• _Provided passage_:

Another towering figure in 20th-century classical music was the great violinist Yehudi Menuhin (22 April 1916 – 12 March 1999). His father was a Belorussian Jewish immigrant originally named Mnukhin. Yehudi gave his first public concert at age seven with the San Francisco Symphony. Thereafter he took lessons with Eugène Ysaÿe (actually, just one lesson with him), George Enescu, and Adolf Busch. (Like Kathleen Ferrier, he also played under Bruno Walter.) At fifteen he made his first concerto recording (the Bruch g-minor) billed as “Master Yehudi Menuhin”. Three years later he made the famous recording of the Elgar concerto with the composer conducting. There is so much more to the rich story of Menuhin’s life, but we must move on. Only Kyrgyzstan took up the slack in 2016 to pay tribute to the great man with a stamp for his centenary.

And yet another giant, this time in jazz, shares this April 22 birthday: Charles Mingus Jr. (1922 – January 5, 1979) was one of the finest jazz bassists in the business and, like Ellington, had a discerning ear for the particular skills of his musicians. This came into play not only when he formed his own groups but in the music he wrote for them. The inventiveness of his compositions was such that the late Gunther Schuller held him as one of America’s finest composers. Among Mingus’s earlier collaborators in the 40s were Louis Armstrong and Lionel Hampton, whose stamp we saw just three days ago. Mingus was notorious for waxing wroth with colleagues and audiences alike. Once be berated a noisy restaurant crowd by saying, “Isaac Stern doesn’t have to put up with this s–t.” A sufferer of depression and ALS, which claimed his life at age 56, Mingus directed that his ashes be scattered in the Ganges.

• _Short task 1_: Decide whether each statement agrees with the passage on Menuhin and Mingus, answering yes or no and quoting the deciding words: (a) Menuhin first performed in public at age seven with the San Francisco Symphony. (b) Mingus died at age 60. (c) Menuhin's first concerto recording was of the Elgar concerto.
The passage on Menuhin and Mingus has no connection to the rows.

• _Provided data_:
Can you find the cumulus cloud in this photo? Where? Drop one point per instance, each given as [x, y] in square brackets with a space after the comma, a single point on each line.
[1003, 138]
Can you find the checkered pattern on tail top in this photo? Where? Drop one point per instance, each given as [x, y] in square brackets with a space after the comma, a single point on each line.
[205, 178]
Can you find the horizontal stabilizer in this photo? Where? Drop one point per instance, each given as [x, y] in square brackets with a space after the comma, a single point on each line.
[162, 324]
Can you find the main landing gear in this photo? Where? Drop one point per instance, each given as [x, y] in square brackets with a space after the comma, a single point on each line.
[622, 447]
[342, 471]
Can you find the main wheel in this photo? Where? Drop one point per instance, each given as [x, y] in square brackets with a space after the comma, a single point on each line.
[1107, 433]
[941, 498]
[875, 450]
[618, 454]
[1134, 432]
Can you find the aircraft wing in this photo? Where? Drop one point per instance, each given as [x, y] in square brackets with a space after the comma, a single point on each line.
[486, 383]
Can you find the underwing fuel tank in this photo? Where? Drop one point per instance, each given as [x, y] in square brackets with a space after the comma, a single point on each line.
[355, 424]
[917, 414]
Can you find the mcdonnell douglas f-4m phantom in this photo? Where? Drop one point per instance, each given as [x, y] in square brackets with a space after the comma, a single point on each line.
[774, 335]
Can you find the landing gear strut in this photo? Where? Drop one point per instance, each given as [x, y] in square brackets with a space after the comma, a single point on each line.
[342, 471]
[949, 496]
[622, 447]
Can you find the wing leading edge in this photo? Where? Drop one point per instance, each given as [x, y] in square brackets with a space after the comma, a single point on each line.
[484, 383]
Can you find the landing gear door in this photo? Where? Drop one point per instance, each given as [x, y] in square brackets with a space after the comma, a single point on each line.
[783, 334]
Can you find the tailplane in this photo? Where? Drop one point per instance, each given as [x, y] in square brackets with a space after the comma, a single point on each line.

• _Short task 2_: Output as a numbered list the rows from the line containing "Can you find the landing gear door" through the last line of the rows, inclusive, leaving out blank lines.

• _Full answer 1_:
(a) Yes: "Yehudi gave his first public concert at age seven with the San Francisco Symphony."
(b) No: "which claimed his life at age 56"
(c) No: "At fifteen he made his first concerto recording (the Bruch g-minor)"

• _Full answer 2_:
1. Can you find the landing gear door in this photo? Where? Drop one point per instance, each given as [x, y] in square brackets with a space after the comma, a single point on each line.
2. [783, 334]
3. Can you find the tailplane in this photo? Where? Drop one point per instance, each given as [x, y] in square brackets with a space after the comma, a single point on each line.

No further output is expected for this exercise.